Required task: How many lines in the entries below contain the word "church"? Give only the number.
>>>
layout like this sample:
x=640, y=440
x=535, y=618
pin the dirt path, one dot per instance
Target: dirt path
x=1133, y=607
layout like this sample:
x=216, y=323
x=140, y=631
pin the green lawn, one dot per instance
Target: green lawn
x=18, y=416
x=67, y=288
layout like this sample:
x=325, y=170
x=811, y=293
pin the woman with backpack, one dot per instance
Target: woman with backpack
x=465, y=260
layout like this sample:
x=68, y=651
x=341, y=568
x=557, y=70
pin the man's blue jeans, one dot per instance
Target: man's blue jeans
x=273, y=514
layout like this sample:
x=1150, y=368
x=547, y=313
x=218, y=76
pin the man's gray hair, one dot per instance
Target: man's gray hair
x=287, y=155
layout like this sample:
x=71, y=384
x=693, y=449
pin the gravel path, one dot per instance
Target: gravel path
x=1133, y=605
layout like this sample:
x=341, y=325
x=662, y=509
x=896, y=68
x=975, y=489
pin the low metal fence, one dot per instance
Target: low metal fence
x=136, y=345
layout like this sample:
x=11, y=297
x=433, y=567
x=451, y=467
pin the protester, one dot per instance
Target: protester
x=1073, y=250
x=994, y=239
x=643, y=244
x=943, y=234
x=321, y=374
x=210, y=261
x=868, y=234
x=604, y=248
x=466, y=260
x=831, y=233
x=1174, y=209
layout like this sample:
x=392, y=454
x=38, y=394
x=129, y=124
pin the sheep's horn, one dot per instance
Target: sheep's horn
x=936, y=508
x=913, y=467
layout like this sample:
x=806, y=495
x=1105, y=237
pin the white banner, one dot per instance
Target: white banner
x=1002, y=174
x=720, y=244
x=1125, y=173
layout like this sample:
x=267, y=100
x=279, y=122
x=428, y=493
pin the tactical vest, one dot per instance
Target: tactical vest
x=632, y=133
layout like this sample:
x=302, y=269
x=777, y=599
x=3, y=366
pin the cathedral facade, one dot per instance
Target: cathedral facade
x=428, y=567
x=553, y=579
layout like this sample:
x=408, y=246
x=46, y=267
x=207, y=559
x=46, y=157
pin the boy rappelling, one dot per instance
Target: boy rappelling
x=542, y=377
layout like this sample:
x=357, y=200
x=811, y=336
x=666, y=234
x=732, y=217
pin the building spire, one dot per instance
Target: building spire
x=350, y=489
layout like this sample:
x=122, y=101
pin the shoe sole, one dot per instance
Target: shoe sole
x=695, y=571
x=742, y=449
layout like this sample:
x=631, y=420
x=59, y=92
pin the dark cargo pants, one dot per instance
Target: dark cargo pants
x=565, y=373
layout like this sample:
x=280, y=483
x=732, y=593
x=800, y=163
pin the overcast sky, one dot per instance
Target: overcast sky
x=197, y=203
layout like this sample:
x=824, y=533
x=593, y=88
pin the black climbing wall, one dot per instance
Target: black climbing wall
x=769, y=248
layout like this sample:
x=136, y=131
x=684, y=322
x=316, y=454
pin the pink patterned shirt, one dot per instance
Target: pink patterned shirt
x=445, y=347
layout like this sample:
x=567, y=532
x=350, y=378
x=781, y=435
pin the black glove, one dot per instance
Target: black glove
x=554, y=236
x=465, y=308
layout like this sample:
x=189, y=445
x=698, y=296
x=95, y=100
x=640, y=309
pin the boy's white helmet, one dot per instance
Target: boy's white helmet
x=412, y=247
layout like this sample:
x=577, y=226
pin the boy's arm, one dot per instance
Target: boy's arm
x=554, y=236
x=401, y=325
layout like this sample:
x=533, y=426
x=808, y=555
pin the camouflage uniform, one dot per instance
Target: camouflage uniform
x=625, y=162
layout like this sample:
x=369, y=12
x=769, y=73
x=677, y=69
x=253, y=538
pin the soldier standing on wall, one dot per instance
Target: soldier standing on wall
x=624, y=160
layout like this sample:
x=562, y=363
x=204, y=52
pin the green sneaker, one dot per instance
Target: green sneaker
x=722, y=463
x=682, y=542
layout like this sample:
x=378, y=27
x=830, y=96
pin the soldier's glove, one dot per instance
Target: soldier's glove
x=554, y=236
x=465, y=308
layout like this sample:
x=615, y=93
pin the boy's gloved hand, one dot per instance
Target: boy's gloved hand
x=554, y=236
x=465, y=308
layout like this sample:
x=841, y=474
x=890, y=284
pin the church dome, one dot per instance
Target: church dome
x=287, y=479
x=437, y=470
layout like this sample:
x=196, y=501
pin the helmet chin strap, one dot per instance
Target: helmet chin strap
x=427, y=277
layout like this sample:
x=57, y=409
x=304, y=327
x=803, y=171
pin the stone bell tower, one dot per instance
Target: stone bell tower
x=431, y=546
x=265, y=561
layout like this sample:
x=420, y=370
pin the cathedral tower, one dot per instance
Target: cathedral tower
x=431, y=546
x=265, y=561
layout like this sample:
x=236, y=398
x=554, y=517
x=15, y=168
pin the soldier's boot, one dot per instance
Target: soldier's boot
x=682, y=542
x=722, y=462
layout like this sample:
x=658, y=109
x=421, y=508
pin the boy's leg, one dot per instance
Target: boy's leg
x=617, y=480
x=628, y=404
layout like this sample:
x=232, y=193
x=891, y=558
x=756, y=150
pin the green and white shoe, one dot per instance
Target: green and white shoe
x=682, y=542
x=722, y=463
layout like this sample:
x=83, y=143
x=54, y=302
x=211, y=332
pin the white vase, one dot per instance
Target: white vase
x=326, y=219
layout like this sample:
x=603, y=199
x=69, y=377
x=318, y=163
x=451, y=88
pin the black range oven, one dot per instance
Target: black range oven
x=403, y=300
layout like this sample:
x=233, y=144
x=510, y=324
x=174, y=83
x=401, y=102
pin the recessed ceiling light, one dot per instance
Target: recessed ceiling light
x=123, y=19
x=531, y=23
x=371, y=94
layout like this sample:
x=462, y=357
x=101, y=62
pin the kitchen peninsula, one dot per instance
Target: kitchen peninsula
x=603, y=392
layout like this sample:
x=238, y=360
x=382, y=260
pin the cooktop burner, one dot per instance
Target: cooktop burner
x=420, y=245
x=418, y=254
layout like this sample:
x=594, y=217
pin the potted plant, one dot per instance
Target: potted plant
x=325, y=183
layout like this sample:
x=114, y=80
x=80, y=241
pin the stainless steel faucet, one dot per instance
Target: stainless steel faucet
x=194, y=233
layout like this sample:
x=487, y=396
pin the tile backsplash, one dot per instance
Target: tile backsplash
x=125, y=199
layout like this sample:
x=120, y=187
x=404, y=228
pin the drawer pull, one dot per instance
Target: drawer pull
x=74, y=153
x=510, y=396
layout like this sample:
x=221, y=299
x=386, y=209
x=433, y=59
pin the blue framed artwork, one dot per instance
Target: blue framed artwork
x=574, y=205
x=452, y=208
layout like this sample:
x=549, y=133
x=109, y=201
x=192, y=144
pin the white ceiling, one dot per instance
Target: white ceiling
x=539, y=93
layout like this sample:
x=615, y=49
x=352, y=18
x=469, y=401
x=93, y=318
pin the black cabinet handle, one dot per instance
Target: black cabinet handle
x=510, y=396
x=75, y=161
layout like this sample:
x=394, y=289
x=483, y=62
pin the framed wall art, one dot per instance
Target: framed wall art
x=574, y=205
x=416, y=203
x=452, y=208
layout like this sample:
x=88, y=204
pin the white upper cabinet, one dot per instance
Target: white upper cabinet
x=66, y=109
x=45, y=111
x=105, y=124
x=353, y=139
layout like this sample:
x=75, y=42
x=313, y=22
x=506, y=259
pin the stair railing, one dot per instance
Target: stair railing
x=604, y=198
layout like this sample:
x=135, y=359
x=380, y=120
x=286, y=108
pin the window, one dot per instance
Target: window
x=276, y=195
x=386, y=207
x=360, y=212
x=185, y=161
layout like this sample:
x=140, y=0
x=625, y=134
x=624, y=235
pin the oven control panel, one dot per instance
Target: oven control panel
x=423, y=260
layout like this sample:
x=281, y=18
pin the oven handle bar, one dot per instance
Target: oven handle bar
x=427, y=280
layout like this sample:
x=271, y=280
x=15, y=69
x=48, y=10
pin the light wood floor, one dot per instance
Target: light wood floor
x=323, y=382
<<<
Full solution: 2